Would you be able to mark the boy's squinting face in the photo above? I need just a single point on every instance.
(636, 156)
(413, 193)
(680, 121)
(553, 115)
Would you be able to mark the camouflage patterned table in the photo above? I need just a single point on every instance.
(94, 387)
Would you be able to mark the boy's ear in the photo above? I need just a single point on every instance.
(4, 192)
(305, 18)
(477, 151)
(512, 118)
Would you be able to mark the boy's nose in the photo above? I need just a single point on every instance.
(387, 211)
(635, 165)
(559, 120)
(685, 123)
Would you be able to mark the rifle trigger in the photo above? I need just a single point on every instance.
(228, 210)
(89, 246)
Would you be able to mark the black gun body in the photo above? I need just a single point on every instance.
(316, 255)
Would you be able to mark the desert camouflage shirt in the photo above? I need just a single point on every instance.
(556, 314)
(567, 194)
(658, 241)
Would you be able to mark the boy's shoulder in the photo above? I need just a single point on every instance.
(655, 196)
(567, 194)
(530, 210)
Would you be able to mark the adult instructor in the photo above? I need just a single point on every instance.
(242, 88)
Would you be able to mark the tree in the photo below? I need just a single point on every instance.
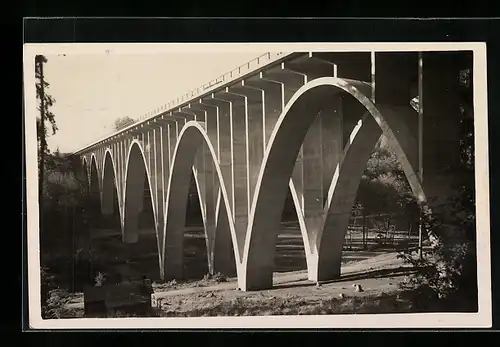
(122, 123)
(450, 269)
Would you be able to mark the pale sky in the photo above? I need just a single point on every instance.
(92, 91)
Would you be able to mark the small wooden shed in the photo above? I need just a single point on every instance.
(128, 297)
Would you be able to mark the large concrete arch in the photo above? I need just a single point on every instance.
(190, 140)
(277, 167)
(109, 191)
(136, 171)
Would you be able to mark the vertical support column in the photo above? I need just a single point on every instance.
(159, 183)
(238, 120)
(332, 140)
(108, 187)
(134, 194)
(225, 152)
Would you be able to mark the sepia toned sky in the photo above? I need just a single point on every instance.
(92, 91)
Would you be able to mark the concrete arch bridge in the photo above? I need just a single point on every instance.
(304, 123)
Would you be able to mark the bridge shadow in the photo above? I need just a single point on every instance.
(373, 274)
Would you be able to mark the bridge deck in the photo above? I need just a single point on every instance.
(254, 66)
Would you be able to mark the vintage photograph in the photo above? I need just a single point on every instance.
(340, 182)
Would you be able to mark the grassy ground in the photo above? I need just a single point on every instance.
(292, 294)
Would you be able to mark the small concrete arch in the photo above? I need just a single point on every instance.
(277, 167)
(94, 175)
(94, 191)
(136, 171)
(190, 140)
(109, 191)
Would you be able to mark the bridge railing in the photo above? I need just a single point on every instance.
(204, 89)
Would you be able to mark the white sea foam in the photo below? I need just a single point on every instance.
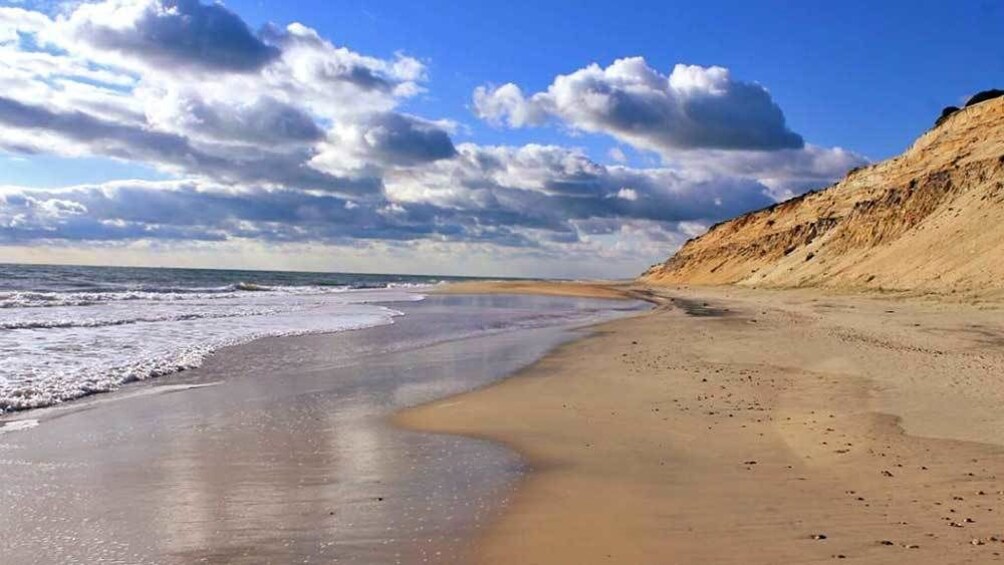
(80, 342)
(17, 426)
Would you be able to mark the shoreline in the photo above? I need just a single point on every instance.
(774, 427)
(279, 450)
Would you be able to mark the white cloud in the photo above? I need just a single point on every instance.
(693, 107)
(278, 136)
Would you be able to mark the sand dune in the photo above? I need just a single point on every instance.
(931, 220)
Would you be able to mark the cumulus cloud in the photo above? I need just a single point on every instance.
(692, 107)
(280, 135)
(184, 34)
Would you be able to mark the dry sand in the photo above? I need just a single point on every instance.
(734, 426)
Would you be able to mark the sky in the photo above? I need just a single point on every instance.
(542, 138)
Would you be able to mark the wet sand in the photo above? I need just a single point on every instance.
(280, 451)
(735, 426)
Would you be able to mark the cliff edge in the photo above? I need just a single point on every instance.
(930, 219)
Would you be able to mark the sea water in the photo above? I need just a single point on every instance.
(67, 331)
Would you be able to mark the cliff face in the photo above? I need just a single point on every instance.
(931, 219)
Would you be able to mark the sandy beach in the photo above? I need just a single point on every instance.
(280, 451)
(739, 426)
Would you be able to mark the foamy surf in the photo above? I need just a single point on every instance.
(63, 341)
(17, 426)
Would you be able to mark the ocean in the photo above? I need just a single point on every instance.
(70, 331)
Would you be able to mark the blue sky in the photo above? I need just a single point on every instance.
(837, 69)
(461, 137)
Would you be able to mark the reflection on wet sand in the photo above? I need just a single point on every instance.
(289, 459)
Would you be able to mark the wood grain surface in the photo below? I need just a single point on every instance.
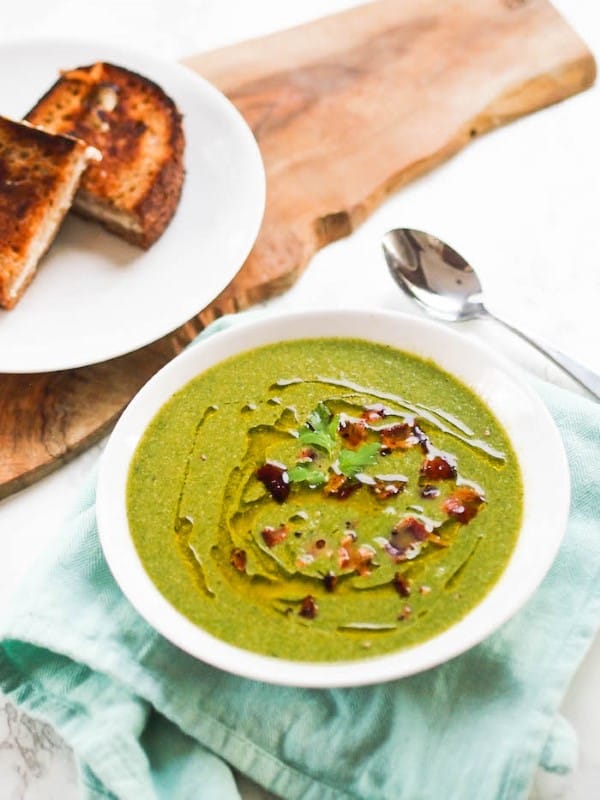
(346, 110)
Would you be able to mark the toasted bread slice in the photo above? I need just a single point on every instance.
(39, 174)
(135, 190)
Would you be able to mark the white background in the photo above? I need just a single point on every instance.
(522, 204)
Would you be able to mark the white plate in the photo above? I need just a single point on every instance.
(533, 434)
(95, 296)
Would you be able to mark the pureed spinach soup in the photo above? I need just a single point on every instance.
(324, 500)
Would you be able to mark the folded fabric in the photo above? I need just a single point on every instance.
(148, 721)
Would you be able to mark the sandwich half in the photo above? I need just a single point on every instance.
(135, 190)
(39, 174)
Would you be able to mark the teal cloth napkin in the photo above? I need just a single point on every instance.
(147, 721)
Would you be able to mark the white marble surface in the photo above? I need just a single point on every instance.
(521, 203)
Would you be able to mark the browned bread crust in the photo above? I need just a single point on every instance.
(39, 173)
(135, 190)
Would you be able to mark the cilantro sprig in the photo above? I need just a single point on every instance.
(320, 429)
(351, 462)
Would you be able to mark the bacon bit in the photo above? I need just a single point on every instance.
(383, 490)
(411, 527)
(343, 558)
(276, 480)
(273, 536)
(438, 468)
(330, 581)
(340, 486)
(238, 559)
(348, 538)
(401, 585)
(399, 437)
(433, 537)
(354, 432)
(422, 437)
(374, 413)
(464, 504)
(308, 608)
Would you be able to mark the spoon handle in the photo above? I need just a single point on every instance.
(584, 376)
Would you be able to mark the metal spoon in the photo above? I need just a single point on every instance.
(446, 286)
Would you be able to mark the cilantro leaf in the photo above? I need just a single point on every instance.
(318, 429)
(351, 462)
(307, 474)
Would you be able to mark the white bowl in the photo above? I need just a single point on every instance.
(531, 430)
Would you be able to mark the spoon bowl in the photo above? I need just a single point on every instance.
(448, 288)
(434, 274)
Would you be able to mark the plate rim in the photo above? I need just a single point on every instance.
(37, 360)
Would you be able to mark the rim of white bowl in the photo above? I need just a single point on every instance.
(521, 412)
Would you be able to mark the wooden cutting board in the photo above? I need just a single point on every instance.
(346, 109)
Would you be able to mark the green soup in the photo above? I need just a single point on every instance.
(324, 500)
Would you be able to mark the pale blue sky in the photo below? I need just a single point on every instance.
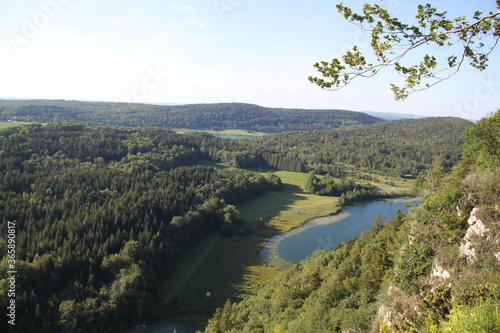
(206, 51)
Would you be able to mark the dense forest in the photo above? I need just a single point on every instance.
(222, 116)
(101, 214)
(435, 270)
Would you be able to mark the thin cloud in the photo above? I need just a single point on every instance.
(198, 23)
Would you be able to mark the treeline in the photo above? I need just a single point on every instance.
(348, 190)
(221, 116)
(435, 270)
(401, 148)
(101, 214)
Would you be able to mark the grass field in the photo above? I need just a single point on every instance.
(230, 265)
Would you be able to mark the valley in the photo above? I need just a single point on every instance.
(122, 226)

Written problem
Transcribe the material exactly, keeping every word and none of the pictures.

Completed task
Would you be able to mark the boy's squinting face in the photo above? I need just a single point on every instance.
(636, 156)
(413, 193)
(680, 121)
(553, 115)
Would you be able to mark the camouflage patterned table in the photo above? I need just a single point on every instance.
(94, 387)
Would you be able to mark the boy's ear in the photo above? I need just a single point on every instance.
(4, 192)
(305, 18)
(477, 151)
(512, 118)
Would you be able to mark the boy's nose in the photo above? I need just a single point on every instance.
(387, 211)
(635, 165)
(559, 120)
(685, 123)
Would you be able to mark the rifle trigger in the photo above? I need just a single point on every instance.
(228, 210)
(89, 246)
Would you be able to mark the black gun body in the photo above? I need just a single point on every instance.
(316, 255)
Would you be able to mark the desert camouflage shirt in the photo above? I need just a single point on every instance.
(556, 314)
(567, 194)
(658, 241)
Would you be able to mark the boy's shoulder in the photo above? I need just a single point on every instance.
(655, 196)
(567, 194)
(530, 210)
Would you be able to mark the adult instructor in the photo above? I need just a single point on every instance.
(242, 88)
Would you be able to mark the tree in the photo below? I need just a single point on every instance.
(122, 123)
(450, 269)
Would you be able to mark the pale sky in the photo above? I need just a single point on every instance.
(92, 91)
Would you be able to mark the small wooden shed in the photo above? I need just a single point on every instance.
(128, 297)
Would you be able to mark the large concrete arch in the photo above? I need just a single point on every instance.
(190, 140)
(277, 167)
(109, 191)
(136, 171)
Would you be able to mark the vertical support column in the photo above? I need just a single point on every instance.
(159, 183)
(238, 120)
(332, 140)
(108, 187)
(134, 194)
(225, 152)
Would you be able to mark the sepia toned sky in the photo above? I need just a single point on every instance.
(92, 91)
Would you be able to mark the concrete arch bridge in the photo above? I need just a single point on every instance.
(304, 123)
Would you be able to mark the bridge shadow in the photo above? I need just a single point on every instance.
(373, 274)
Would you be able to mark the bridge deck in the photo above? I need just a single point on every instance.
(254, 66)
Would you be able to mark the vintage photograph in the photo above? I need just a single point on every instance.
(340, 182)
Would you be able to mark the grassy ground in the photo above? I need just a single point on every instance.
(292, 294)
Would you be able to mark the small concrete arch in the photo above? I need just a single point on every instance.
(277, 167)
(94, 175)
(94, 191)
(136, 171)
(190, 140)
(109, 191)
Would you be able to mark the bridge railing in the photo above? I need just a single point on every instance.
(204, 89)
Would you be able to mark the white sea foam in the photo below? I need just a single point on every instance.
(80, 342)
(17, 426)
Would you be able to mark the shoreline in the photo above? I need just a single point on every instance.
(774, 427)
(279, 450)
Would you be able to mark the white cloud in the photo above? I need just a single point on every instance.
(693, 107)
(278, 136)
Would you be able to mark the sand dune in the photo above? I need just a single point on every instance.
(931, 220)
Would you be able to mark the cumulus cloud in the photo above? I need just a single point on every instance.
(692, 107)
(280, 135)
(184, 34)
Would you be able to mark the dry sand in the photo above? I need just a single point on every instance.
(734, 426)
Would you be able to mark the sky in the photo above? I need just a single point on every instance.
(542, 138)
Would you be able to mark the wet sand in the photo above? I need just a single point on every instance.
(280, 451)
(735, 426)
Would you be able to mark the cliff edge in the photo above? I need just a single point on every instance.
(930, 219)
Would you be able to mark the sea water in the photo above? I need just a single point on every instance.
(67, 331)
Would you be able to mark the cliff face in the photo above? I need just a single point on every instance.
(931, 219)
Would you be able to mark the sandy beach in the photo above? I need just a single point on every instance.
(280, 451)
(739, 426)
Would you be able to mark the foamy surf in the photo above? I need just a single point on every instance.
(63, 341)
(17, 426)
Would you be able to mark the ocean in the photo above? I need just a single point on every instance.
(70, 331)
Would you be able to mark the blue sky in the photo above? I need just a single point on every instance.
(837, 69)
(461, 137)
Would you be able to mark the reflection on wet sand in the photo above? I need just a single point on every instance.
(289, 459)
Would you be able to mark the wood grain surface in the photo below? I need just a single point on every instance.
(346, 110)
Would you be able to mark the toasted bread slice in the photo above? I need just a single point on every instance.
(39, 174)
(135, 190)
Would you be able to mark the white background in the photo above? I need just a single point on every instance.
(522, 204)
Would you be able to mark the white plate in the photo above? I need just a single point on every instance.
(533, 434)
(95, 296)
Would you be able to mark the pureed spinach soup in the photo above? I need just a single point on every instance.
(324, 500)
Would you be able to mark the folded fabric in the photo above? I need just a single point on every instance.
(148, 721)
Would you be able to mark the sandwich half in the photo above? I need just a single point on every instance.
(135, 190)
(39, 174)
Would you be able to mark the teal cloth napkin in the photo above? I need just a single point on every instance.
(147, 721)
Would you be able to mark the white marble surface in the photo above? I need just a single point on every instance.
(521, 203)
Would you be able to mark the browned bread crust in the photo above? I need just a single point on every instance.
(39, 173)
(135, 190)
Would you be able to mark the cilantro sprig in the photo above? I need just a single point on every instance.
(320, 429)
(351, 462)
Would you be able to mark the bacon bit in the photo above? I need just a single point on every instance.
(383, 490)
(411, 527)
(343, 558)
(276, 480)
(273, 536)
(438, 468)
(330, 581)
(340, 486)
(238, 559)
(348, 538)
(401, 585)
(399, 437)
(433, 537)
(354, 432)
(422, 437)
(374, 413)
(464, 504)
(308, 608)
Would you be able to mark the spoon handle in the photo above? I need just a single point on every instance.
(584, 376)
Would you be able to mark the metal spoon in the photo above? I need just a single point on every instance.
(446, 286)
Would you be able to mark the cilantro leaf in the photo above? I need just a single point on every instance.
(318, 429)
(351, 462)
(307, 474)
Would you be able to mark the white bowl in the photo above? I need just a single point on every instance.
(531, 430)
Would you be able to mark the spoon bowl in the photo above? I need just a single point on every instance.
(448, 288)
(434, 274)
Would you be able to mark the plate rim in the photo above? I need just a single point on every instance.
(37, 360)
Would you be able to mark the rim of white bowl in the photo above? I need just a single point on every instance.
(521, 412)
Would you be able to mark the wooden cutting board in the photo above? I need just a single point on every instance.
(346, 109)
Would you be able to mark the green soup in the photo above? I need just a single point on every instance.
(324, 500)
Would you be able to mark the pale blue sky in the photo below? I need just a single point on every instance.
(206, 51)
Would you be able to mark the dense forest in the photo above? I need just a single point on every instance.
(222, 116)
(101, 214)
(435, 270)
Would you be able to mark the thin cloud in the photo above? I need just a single point on every instance.
(198, 23)
Would you be able to mark the treeline in the photo above? I need just a single point on every instance.
(348, 190)
(221, 116)
(435, 270)
(401, 148)
(101, 214)
Would you be able to mark the grass field in the photo above? I need just a single point on every instance.
(230, 265)
Would you be able to mark the valley in the photo above? I need just a single point on every instance.
(122, 226)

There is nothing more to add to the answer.